──────── Selected extract

An expert discusses emerging laser technology for at-home hair removal, fat transfer or facelifts, much of which is still being researched or in early marketing stages.

Key Points

Maui, Hawaii - Patients interested in at-home hair removal, fat transfer or facelifts will be interested in the developments in laser technology presented by R. Rox Anderson, M.D., at the MauiDerm '08 meeting.

While much of the emerging laser technology is still being researched or in early marketing stages, it's still good to know what is coming down the pike.

"Your patients will be asking you about these devices," says Dr. Anderson, professor of dermatology at Harvard Medical School and director of the Wellman Center for Photomedicine, Boston.

Specifically, Dr. Anderson refers to a scanned diode laser for home hair removal, which received Food and Drug Administration (FDA) approval in 2007.

Dr. Anderson presented research results that he terms "quite fascinating." A patient used the laser once every two weeks on her legs and was able to maintain hair removal during those intervals.

The device uses a continuous contact scanning mode - rather than the previous stamping mode - and is guided across the skin, much like a razor.

In 10 minutes, he says, an entire leg can be treated without any pain. The laser heats the hair matrix, which arrests anagen hair growth and switches anagen growth to a catagen-like phase.

"You end up with hair that is not anchored, so it sheds," he says, adding that this can be achieved with very low fluences of between 1 and 2 J/cm2 . At low fluences, you don't do enough to cripple the follicle, you don't kill the stem cell, or alter its extracellular matrix," Dr. Anderson says.

FAT AND CELLULITE

The outlook for lasers' ability and usefulness for the removal of subcutaneous fat tissue is much less promising. A replacement for liposuction? Not just yet.

────────────────
──────── Dataset content

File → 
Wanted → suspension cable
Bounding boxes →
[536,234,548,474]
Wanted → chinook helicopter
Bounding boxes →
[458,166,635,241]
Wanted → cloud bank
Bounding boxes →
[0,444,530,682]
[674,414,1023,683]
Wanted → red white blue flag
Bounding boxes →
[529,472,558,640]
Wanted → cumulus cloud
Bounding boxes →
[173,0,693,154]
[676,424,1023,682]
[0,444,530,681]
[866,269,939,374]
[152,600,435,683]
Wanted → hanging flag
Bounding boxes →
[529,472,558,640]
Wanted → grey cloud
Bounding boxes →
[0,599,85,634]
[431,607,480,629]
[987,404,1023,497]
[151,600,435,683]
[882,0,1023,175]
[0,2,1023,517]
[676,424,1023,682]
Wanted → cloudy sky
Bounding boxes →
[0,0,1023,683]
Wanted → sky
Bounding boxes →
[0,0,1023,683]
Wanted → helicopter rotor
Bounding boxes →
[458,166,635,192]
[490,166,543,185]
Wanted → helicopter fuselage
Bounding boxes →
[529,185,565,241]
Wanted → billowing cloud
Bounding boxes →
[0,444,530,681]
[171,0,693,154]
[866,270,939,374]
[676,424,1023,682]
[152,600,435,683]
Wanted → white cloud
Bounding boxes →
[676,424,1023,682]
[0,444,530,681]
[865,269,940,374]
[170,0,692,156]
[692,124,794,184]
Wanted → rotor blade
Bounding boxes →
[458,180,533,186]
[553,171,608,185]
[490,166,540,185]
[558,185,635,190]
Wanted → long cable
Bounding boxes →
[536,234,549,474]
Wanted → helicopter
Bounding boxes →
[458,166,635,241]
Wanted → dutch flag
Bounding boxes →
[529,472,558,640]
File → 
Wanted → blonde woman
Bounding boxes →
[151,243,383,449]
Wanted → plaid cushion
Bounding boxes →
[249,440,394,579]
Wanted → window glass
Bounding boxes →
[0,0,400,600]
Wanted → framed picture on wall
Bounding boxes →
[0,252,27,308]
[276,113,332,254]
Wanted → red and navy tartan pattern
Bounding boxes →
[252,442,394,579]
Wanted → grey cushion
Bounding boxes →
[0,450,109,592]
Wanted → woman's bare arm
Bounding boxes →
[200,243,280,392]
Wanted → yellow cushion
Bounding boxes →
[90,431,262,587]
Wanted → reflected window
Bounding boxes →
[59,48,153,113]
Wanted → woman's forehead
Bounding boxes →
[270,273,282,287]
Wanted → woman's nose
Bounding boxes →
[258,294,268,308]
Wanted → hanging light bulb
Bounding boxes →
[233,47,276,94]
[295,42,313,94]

────────────────

Required work -
[A] In the excerpt on emerging laser technology, rewrite the passage starting with "An expert discusses" and going on through "down the pike.", with "laser technology" changed to "light-based technology".
[B] Continue the article on emerging laser technology from its last sentence onward.

Answer set -
[A]
An expert discusses emerging light-based technology for at-home hair removal, fat transfer or facelifts, much of which is still being researched or in early marketing stages.

Key Points

Maui, Hawaii - Patients interested in at-home hair removal, fat transfer or facelifts will be interested in the developments in light-based technology presented by R. Rox Anderson, M.D., at the MauiDerm '08 meeting.

While much of the emerging light-based technology is still being researched or in early marketing stages, it's still good to know what is coming down the pike.

[B]
Dr. Anderson says he remains "unimpressed with what is out there, including my own work. No one has yet come up with a noninvasive laser to process subcutaneous fat tissue."

Dr. Anderson and colleagues published a study of a free electron laser, which is now in phase 1 clinical trials with a small prototype.

While the laser was able to heat and destroy fairly large volumes of subcutaneous fat, Dr. Anderson says that exposure time lasted a lengthy 16 seconds.

"You can inactivate several millimeters of immediate subdermal fat by propagating this 1,214 nm source through the dermis and epidermis," he says.

FRACTIONAL LASERS

Dr. Anderson likens fractional lasers to computers and digital photography, with which images are created with millions of pixels. This suggests the possibility that a million microscopic wounds is a safe and effective stimulus for tissue remodeling.

"This is the first laser where you set the energy of each pulse and know exactly the anatomic depth that you are treating in the skin," Dr. Anderson says.

To treat mid-dermal or deep-dermal lesions, he considers the nonablative tools to be fairly similar to each other. None is his favorite.

Reaching a depth of 1 to 1.5 mm, they stimulate loss of epidermal pigment, causing fast epidermal repair and making them helpful for lentigines.

Lack of scarring is another benefit, Dr. Anderson says. With the fractional laser's small spot size of 100 to 200 microns, he says, histological results indicate no evidence of scarring.

"We're wounding tissues, and in order to do wound healing, many of the genes expressed in organogenesis get turned on," Dr. Anderson says.

A possible alternative to surgical facelift might lie with ablative fractional CO2 laser resurfacing, which Dr. Anderson calls "a new paradigm."

"These are the first devices - laser or otherwise - to move or remove dermal volume without producing scars," he says.

"You can drive these ablative processes well through the dermis into fat," Dr. Anderson tells Dermatology Times.

He also examines the possibility of combining a smart fractional treatment system with laser imaging tools. Used together, one device sees into tissue at a microscopic level and the other device shoots a laser beam at the desired target.

"I would love software-programmable laser treatment tools. It is possible to conceive a device where you program the target," Dr. Anderson says.